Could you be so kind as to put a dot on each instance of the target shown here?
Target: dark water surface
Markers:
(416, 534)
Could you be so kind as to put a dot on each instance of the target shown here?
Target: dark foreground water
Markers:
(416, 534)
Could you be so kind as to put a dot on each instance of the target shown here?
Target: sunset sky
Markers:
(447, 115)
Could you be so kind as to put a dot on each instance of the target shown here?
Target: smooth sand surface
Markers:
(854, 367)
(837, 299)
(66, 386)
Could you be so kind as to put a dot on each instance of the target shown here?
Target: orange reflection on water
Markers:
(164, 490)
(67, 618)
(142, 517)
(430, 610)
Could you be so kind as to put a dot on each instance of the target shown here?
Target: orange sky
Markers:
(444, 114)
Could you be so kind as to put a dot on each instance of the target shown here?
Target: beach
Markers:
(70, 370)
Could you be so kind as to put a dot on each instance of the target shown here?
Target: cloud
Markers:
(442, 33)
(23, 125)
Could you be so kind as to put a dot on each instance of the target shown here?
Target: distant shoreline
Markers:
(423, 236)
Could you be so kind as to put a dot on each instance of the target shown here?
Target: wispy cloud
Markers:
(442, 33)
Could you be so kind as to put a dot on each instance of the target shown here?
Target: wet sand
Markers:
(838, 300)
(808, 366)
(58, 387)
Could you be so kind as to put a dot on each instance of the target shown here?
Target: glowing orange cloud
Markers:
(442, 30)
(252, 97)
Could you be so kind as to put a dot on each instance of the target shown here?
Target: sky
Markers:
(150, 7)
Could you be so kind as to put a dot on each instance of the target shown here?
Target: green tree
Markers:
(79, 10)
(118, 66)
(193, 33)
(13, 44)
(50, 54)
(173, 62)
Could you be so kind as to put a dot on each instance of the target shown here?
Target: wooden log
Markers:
---
= EXERCISE PROMPT =
Reproduce the full set of records precisely.

= RESULT OF THE TASK =
Could you be so kind as to put a dot on each instance of the target shown here?
Target: dark water surface
Markers:
(416, 534)
Could you be so kind as to put a dot on each instance of the target shown here?
Target: dark foreground water
Markers:
(416, 534)
Could you be so kind as to put a dot on each instance of the target shown here?
Target: sunset sky
Markers:
(447, 115)
Could you be so kind as to put a dot on each instance of the target shown here?
Target: smooth sand surface
Markers:
(854, 367)
(837, 299)
(66, 386)
Could you be so kind as to put a dot on each instance of the target shown here?
Target: orange reflection on water
Markers:
(164, 490)
(67, 618)
(142, 517)
(430, 610)
Could you be so kind as to put a dot on each instance of the target shown here?
Target: orange sky
Markers:
(444, 114)
Could you be so kind as to put a dot on each instance of the target shown here?
Target: beach
Markers:
(70, 370)
Could you be so kind as to put a dot on each instance of the target shown here?
Target: cloud
Markers:
(442, 33)
(23, 125)
Could you be so kind as to put a dot on each instance of the target shown here?
Target: distant shoreline
Markers:
(423, 236)
Could you be so kind as to put a dot on each instance of the target shown here?
Target: wispy cloud
Markers:
(442, 33)
Could you be so kind as to put a dot on each instance of the target shown here?
Target: wet sand
Markers:
(838, 300)
(808, 366)
(58, 387)
Could you be so kind as to put a dot on each instance of the target shown here?
Target: glowing orange cloud
Markers:
(442, 30)
(252, 97)
Could you be so kind as to put a dot on each instance of the target shown here?
Target: sky
Markers:
(150, 7)
Could you be so kind as to put a dot on each instance of the target shown here?
Target: green tree
Markers:
(79, 10)
(118, 66)
(193, 33)
(13, 44)
(50, 54)
(173, 62)
Could you be so kind as to put a dot on each instance of the target shown here?
Target: wooden log
Markers:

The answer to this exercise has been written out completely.